┌─ Source

In reference to Claim 2, Wang, Donnig, and knowledge commonly known in the art disclose the limitations as applied to Claim 1 above. Wang further discloses that the multi-port power delivery system complies with a USB Power Delivery specification (See Paragraphs 3, 23, and 26). Donnig further discloses that the multi-port power delivery system complies with a USB Power Delivery specification (See Paragraphs 6, 20, 52, and 56).
In reference to Claim 3, Wang, Donnig, and knowledge commonly known in the art disclose the limitations as applied to Claim 1 above. Wang further discloses that the first connection port and the second connection port are USB Type-C connection ports (See Paragraphs 23-24). Donnig further discloses that the first connection port and the second connection port are USB Type-C connection ports (See Paragraph 20 [USB 4.0 requires the use of Type-C connection ports]).
In reference to Claim 5, Wang, Donnig, and knowledge commonly known in the art disclose the limitations as applied to Claim 1 above. Wang further discloses that the first power converter comprises a first current sensor for measuring a first current value of the first connection port (See Figure 1 and Paragraph 29); the second power converter comprises a second current sensor for measuring a second current value of the second connection port (See Figure 1 and Paragraph 29); and in the feature (b), the controller is further configured to: (b1) calculate the first actual power based on a first output voltage of the first power budget and the first current value (See Paragraph 29); and (b2) calculate the second actual power based on the second output voltage of the second power budget and the second current value (See Paragraph 29). Donnig further discloses that the first power converter comprises a first current sensor for measuring a first current value of the first connection port (See Figure 1 and Paragraph 54); the second power converter comprises a second current sensor for measuring a second current value of the second connection port (See Figure 1 and Paragraph 54); and in the feature (b), the controller is further configured to: (b1) calculate the first average power based on a first output voltage of the first power budget and the first current value (See Paragraph 54); and (b2) calculate the second average power based on the second output voltage of the second power budget and the second current value (See Paragraph 54).
In reference to Claim 7, Wang, Donnig, and knowledge commonly known in the art disclose the limitations as applied to Claim 6 above. Wang further discloses that the first threshold is smaller than the first power budget and the second threshold is smaller than the second power budget (See Paragraph 34). Donnig further discloses that the first threshold is smaller than the first power budget and the second threshold is smaller than the second power budget (See Paragraph 50).
Claim 8 recites limitations which are substantially equivalent to those of Claim 1 and is rejected under similar reasoning.
Claim 9 recites limitations which are substantially equivalent to those of Claim 2 and is rejected under similar reasoning.
Claim 10 recites limitations which are substantially equivalent to those of Claim 3 and is rejected under similar reasoning.

└─
┌─ Excerpted records

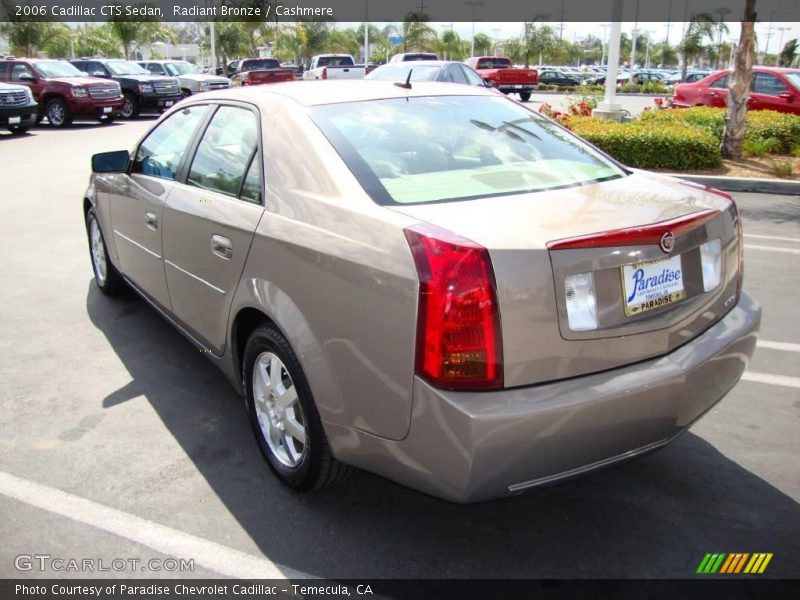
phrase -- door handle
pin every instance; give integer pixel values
(221, 246)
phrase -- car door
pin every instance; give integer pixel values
(768, 92)
(209, 222)
(138, 202)
(716, 94)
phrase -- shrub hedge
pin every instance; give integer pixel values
(759, 125)
(671, 145)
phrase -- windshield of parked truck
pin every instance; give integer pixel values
(181, 68)
(438, 148)
(56, 68)
(126, 67)
(494, 63)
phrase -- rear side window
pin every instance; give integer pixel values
(225, 153)
(764, 83)
(721, 83)
(429, 149)
(161, 153)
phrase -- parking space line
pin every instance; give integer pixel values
(769, 378)
(772, 249)
(166, 540)
(786, 347)
(771, 237)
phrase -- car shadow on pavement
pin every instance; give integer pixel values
(653, 517)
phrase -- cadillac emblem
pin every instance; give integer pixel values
(667, 242)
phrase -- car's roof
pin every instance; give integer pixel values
(314, 93)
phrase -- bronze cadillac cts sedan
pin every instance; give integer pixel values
(430, 282)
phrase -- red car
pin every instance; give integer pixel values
(63, 92)
(505, 77)
(772, 88)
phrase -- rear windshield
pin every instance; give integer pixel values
(56, 68)
(408, 57)
(399, 72)
(260, 64)
(444, 148)
(334, 61)
(494, 63)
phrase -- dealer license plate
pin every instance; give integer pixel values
(651, 285)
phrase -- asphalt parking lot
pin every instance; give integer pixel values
(120, 441)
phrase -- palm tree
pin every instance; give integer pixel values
(739, 86)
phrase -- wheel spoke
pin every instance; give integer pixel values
(287, 398)
(295, 429)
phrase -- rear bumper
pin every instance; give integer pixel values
(468, 447)
(93, 107)
(26, 114)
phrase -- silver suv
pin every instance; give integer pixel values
(192, 80)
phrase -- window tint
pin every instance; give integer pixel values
(721, 83)
(472, 77)
(161, 152)
(251, 189)
(19, 68)
(453, 74)
(225, 151)
(427, 149)
(764, 83)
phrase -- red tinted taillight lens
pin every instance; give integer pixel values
(459, 343)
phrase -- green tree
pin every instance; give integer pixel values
(26, 38)
(739, 86)
(417, 34)
(539, 40)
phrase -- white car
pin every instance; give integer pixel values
(192, 80)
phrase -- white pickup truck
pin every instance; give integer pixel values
(334, 66)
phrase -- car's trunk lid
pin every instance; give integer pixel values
(538, 343)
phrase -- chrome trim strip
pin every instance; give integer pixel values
(213, 287)
(137, 244)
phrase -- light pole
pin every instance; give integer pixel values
(474, 4)
(721, 11)
(780, 45)
(604, 42)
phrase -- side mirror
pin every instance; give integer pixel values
(111, 162)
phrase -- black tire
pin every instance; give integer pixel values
(18, 129)
(130, 108)
(317, 469)
(113, 283)
(58, 113)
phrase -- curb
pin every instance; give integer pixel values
(743, 184)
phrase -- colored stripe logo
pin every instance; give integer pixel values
(734, 563)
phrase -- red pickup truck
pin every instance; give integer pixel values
(505, 77)
(257, 71)
(63, 92)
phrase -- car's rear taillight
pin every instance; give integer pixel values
(459, 344)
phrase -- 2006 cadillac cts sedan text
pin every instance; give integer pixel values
(435, 284)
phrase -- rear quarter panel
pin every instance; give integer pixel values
(334, 272)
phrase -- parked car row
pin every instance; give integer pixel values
(93, 88)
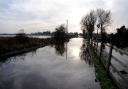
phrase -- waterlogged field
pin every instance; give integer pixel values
(57, 66)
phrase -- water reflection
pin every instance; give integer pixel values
(43, 69)
(84, 53)
(60, 47)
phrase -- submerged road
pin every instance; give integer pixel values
(58, 66)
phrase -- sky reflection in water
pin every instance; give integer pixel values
(49, 68)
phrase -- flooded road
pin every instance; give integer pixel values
(58, 66)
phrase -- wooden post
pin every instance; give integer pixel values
(109, 58)
(101, 49)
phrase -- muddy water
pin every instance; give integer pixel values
(58, 66)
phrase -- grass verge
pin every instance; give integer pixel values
(105, 80)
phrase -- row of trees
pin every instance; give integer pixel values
(99, 19)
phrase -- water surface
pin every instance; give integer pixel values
(58, 66)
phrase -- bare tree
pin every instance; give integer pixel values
(88, 23)
(104, 19)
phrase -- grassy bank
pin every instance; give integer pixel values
(105, 80)
(10, 46)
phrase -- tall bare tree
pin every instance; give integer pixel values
(104, 19)
(88, 23)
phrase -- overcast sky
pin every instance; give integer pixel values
(42, 15)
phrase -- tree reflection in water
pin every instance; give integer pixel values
(60, 47)
(84, 53)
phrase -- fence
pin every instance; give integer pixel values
(118, 73)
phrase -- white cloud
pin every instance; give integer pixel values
(35, 15)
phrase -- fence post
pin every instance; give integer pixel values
(101, 49)
(109, 58)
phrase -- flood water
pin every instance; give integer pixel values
(57, 66)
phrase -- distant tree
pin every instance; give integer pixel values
(104, 19)
(88, 23)
(60, 33)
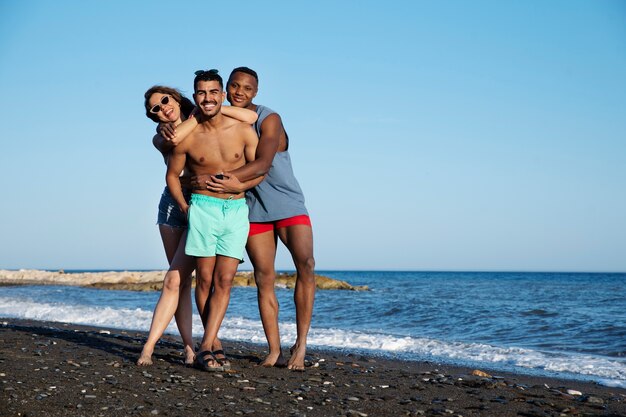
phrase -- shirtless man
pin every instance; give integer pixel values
(276, 211)
(218, 222)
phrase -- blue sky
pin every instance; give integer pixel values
(439, 135)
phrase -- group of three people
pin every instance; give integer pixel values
(214, 159)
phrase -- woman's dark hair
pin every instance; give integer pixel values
(186, 105)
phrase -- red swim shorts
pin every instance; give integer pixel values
(257, 228)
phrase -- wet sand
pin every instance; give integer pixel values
(55, 369)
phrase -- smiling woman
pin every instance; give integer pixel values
(168, 107)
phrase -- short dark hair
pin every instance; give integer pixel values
(186, 106)
(245, 70)
(210, 75)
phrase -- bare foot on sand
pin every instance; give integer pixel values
(296, 362)
(145, 359)
(190, 356)
(274, 359)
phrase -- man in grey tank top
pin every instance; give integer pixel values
(277, 210)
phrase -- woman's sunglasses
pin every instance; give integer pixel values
(157, 107)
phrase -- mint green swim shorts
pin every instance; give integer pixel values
(217, 227)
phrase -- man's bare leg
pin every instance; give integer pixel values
(181, 268)
(204, 289)
(261, 249)
(223, 274)
(299, 240)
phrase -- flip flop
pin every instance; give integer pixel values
(224, 362)
(202, 363)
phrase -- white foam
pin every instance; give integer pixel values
(605, 370)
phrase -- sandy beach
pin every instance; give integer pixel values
(56, 369)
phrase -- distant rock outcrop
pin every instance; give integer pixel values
(147, 280)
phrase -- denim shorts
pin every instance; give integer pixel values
(169, 212)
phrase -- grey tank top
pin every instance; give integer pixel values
(279, 195)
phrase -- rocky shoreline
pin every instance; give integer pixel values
(145, 280)
(56, 369)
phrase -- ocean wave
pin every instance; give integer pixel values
(604, 370)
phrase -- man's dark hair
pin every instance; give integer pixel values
(210, 75)
(245, 70)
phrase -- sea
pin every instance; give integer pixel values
(565, 325)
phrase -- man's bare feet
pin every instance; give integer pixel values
(274, 359)
(145, 359)
(190, 356)
(296, 362)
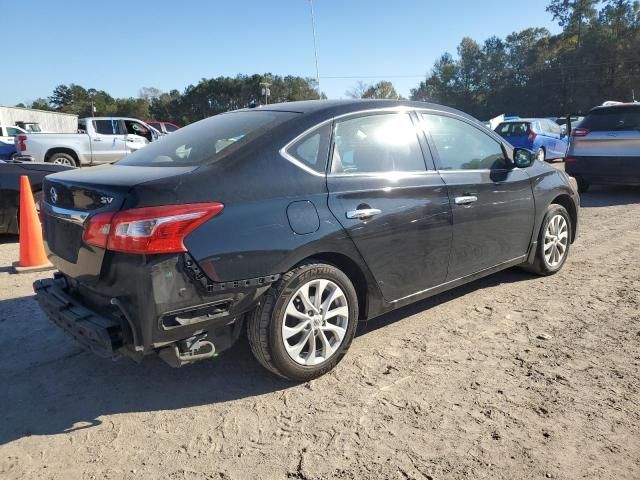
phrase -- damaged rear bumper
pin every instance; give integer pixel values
(99, 334)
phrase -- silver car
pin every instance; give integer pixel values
(605, 147)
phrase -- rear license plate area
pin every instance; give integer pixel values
(63, 238)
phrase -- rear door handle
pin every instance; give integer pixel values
(466, 200)
(363, 213)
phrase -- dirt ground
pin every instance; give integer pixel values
(512, 377)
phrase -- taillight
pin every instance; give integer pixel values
(22, 146)
(149, 229)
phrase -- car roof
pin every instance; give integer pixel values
(520, 120)
(619, 106)
(338, 107)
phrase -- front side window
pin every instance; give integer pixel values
(107, 126)
(377, 143)
(462, 146)
(513, 129)
(313, 149)
(614, 119)
(136, 128)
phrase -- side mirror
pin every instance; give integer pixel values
(523, 158)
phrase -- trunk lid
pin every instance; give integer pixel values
(72, 196)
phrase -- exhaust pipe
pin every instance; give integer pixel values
(188, 351)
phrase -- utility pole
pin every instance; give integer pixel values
(266, 91)
(315, 47)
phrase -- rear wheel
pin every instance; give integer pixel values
(62, 159)
(305, 323)
(554, 241)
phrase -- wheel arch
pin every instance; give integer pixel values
(352, 270)
(565, 201)
(66, 150)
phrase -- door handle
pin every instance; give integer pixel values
(363, 213)
(466, 200)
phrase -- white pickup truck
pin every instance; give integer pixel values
(100, 140)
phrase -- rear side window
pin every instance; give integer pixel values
(513, 129)
(377, 143)
(615, 119)
(107, 127)
(313, 149)
(462, 146)
(208, 140)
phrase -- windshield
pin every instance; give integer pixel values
(207, 140)
(615, 119)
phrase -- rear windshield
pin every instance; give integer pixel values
(208, 140)
(615, 119)
(513, 129)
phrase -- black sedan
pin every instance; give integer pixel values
(10, 172)
(295, 220)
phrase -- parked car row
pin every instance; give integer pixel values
(540, 135)
(99, 140)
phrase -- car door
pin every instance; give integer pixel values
(492, 203)
(395, 210)
(138, 135)
(108, 141)
(554, 132)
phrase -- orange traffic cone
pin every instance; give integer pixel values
(32, 256)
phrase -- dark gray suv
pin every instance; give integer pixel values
(605, 147)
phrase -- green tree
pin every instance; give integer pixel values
(383, 89)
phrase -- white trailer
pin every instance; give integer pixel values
(50, 122)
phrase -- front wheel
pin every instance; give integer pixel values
(305, 323)
(554, 241)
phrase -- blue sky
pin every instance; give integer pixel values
(121, 46)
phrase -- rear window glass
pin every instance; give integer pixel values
(618, 119)
(208, 140)
(513, 129)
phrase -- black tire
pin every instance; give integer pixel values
(541, 265)
(264, 327)
(63, 159)
(582, 185)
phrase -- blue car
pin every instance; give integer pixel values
(7, 150)
(540, 135)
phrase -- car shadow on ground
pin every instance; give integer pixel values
(52, 386)
(609, 196)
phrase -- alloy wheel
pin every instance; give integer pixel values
(315, 322)
(556, 239)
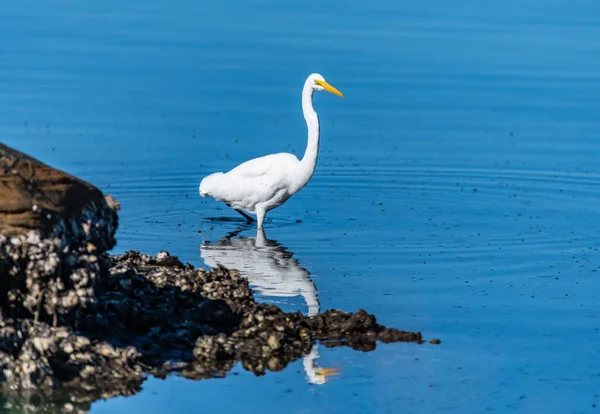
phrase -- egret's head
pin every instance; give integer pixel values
(318, 83)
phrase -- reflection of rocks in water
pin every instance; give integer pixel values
(158, 316)
(55, 230)
(77, 325)
(272, 271)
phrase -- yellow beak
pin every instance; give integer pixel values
(329, 88)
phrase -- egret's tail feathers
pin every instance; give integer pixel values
(210, 184)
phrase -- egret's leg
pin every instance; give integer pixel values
(246, 216)
(260, 217)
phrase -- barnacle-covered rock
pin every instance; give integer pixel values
(55, 230)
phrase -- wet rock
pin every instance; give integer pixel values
(55, 230)
(77, 325)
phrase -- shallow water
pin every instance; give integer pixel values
(456, 191)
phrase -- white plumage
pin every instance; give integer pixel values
(262, 184)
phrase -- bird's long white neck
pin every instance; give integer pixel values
(309, 161)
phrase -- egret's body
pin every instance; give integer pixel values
(262, 184)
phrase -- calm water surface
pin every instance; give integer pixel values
(456, 191)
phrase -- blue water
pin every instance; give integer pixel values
(456, 192)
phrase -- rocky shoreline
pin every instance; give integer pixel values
(77, 324)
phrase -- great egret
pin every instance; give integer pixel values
(263, 183)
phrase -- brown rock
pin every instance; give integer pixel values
(36, 196)
(55, 231)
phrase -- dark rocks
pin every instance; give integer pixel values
(158, 319)
(55, 230)
(77, 325)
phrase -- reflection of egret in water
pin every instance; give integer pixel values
(271, 270)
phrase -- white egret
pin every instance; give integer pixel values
(263, 183)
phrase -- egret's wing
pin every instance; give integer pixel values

└─

Reproduce the passage of the claim rejection text above, starting at "In reference to Claim 7, Wang, Donnig, and" and ending at "2 and is rejected under similar reasoning.".

In reference to Claim 7, Wang, Donnig, and knowledge commonly known in the art disclose the limitations as applied to Claim 6 above. Wang further discloses that the first threshold is smaller than the first power budget and the second threshold is smaller than the second power budget (See Paragraph 34). Donnig further discloses that the first threshold is smaller than the first power budget and the second threshold is smaller than the second power budget (See Paragraph 50).
Claim 8 recites limitations which are substantially equivalent to those of Claim 1 and is rejected under similar reasoning.
Claim 9 recites limitations which are substantially equivalent to those of Claim 2 and is rejected under similar reasoning.